Records from a point labeling set
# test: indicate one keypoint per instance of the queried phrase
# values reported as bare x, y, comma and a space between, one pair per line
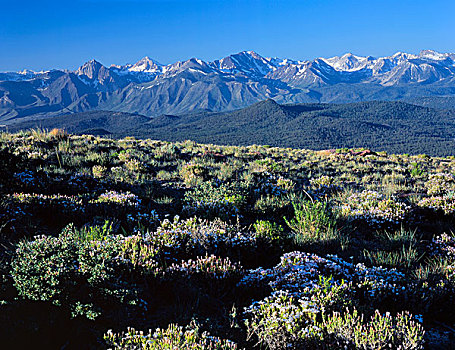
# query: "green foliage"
173, 337
269, 231
79, 274
349, 329
404, 257
211, 200
313, 220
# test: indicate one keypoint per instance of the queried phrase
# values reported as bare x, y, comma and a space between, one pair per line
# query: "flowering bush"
299, 273
324, 184
440, 183
349, 329
68, 271
214, 200
282, 321
374, 207
173, 337
193, 174
446, 203
123, 198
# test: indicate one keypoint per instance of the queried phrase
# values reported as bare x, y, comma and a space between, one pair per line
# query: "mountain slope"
391, 126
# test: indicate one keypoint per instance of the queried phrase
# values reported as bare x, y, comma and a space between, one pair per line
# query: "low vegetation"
143, 244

■ CHALLENGE
Rewrite every line of the records above as a numbered list, skipping any blank lines and omitting the picture.

■ FINAL RESULT
1. # test: indicate one keypoint per instance of the queried phrase
2. # values reported as bare x, y, comma and a space between, one pair per line
3. # query: "green foliage"
4. 173, 337
5. 269, 231
6. 79, 274
7. 349, 329
8. 404, 257
9. 211, 200
10. 313, 220
11. # test: indicate one keypoint per instance of the queried phrase
12. # values reported as bare x, y, comma and a space between, one pair per line
13. # query: "flowering bush"
14. 299, 273
15. 324, 184
16. 440, 183
17. 349, 329
18. 68, 271
19. 214, 200
20. 282, 321
21. 374, 207
22. 173, 337
23. 193, 174
24. 446, 203
25. 123, 198
26. # test: indicate one keypoint per instance of the queried phrase
27. # values reported as bare x, y, comma and a space between, one pair per line
28. # query: "mountain slope"
29. 391, 126
30. # test: indicate one keypoint per instance of the queried phrase
31. # values reported as bare x, y, comma and a space between, one pair per line
32. # query: "low vegetation"
33. 143, 244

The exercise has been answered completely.